* **What you have to do**
Please copy every line with the string "bald" from the entries below.

* **Listed records**
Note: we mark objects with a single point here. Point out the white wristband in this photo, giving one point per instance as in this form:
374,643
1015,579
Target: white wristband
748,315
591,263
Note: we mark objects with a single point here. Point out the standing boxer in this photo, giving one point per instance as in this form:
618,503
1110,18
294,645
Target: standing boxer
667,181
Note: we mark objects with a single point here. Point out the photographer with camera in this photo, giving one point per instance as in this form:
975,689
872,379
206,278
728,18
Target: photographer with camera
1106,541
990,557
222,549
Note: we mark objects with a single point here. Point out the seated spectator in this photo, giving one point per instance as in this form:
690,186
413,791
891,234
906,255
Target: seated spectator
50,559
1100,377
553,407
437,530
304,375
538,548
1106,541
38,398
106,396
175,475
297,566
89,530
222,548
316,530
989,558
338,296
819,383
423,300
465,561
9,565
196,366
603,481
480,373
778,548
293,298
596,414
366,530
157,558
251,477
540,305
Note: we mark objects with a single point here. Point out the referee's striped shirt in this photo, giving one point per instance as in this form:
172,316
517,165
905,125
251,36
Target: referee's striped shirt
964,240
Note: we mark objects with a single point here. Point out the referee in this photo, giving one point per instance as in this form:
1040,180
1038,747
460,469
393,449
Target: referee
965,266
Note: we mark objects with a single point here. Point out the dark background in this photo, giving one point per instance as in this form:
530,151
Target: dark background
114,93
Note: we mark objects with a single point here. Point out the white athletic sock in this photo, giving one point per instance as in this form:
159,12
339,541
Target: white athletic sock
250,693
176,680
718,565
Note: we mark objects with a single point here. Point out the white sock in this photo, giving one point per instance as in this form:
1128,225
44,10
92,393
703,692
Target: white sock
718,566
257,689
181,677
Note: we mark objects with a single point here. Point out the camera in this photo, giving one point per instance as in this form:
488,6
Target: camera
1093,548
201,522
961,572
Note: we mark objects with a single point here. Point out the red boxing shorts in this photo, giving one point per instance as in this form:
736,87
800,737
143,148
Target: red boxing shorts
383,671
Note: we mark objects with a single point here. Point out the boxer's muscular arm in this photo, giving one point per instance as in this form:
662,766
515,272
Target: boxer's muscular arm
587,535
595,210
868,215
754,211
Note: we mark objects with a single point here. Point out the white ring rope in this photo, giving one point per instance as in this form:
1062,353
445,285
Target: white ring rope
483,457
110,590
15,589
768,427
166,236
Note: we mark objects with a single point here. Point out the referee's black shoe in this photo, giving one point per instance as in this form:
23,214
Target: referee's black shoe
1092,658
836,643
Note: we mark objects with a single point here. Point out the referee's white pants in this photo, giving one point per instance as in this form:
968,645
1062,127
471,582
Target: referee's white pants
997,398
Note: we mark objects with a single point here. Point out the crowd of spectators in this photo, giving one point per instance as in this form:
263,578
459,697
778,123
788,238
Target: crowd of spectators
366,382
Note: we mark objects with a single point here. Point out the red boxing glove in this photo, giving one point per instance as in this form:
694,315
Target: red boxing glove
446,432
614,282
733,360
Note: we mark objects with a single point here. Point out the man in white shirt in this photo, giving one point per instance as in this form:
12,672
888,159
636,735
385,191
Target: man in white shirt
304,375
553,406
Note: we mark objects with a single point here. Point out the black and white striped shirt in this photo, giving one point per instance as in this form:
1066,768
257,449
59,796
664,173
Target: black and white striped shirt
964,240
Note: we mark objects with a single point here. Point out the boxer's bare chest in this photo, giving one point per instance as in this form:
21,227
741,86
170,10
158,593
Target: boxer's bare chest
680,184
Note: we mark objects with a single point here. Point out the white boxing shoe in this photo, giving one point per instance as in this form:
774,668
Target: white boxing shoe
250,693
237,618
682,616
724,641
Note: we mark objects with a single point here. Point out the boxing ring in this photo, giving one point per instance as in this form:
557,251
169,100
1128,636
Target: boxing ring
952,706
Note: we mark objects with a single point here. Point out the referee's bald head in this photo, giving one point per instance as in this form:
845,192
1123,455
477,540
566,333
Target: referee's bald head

* **Exercise answer**
Note: we mark objects with a single point here. Point out the referee's bald head in this photo, giving one point per instance as in this form:
Target: referee's bald head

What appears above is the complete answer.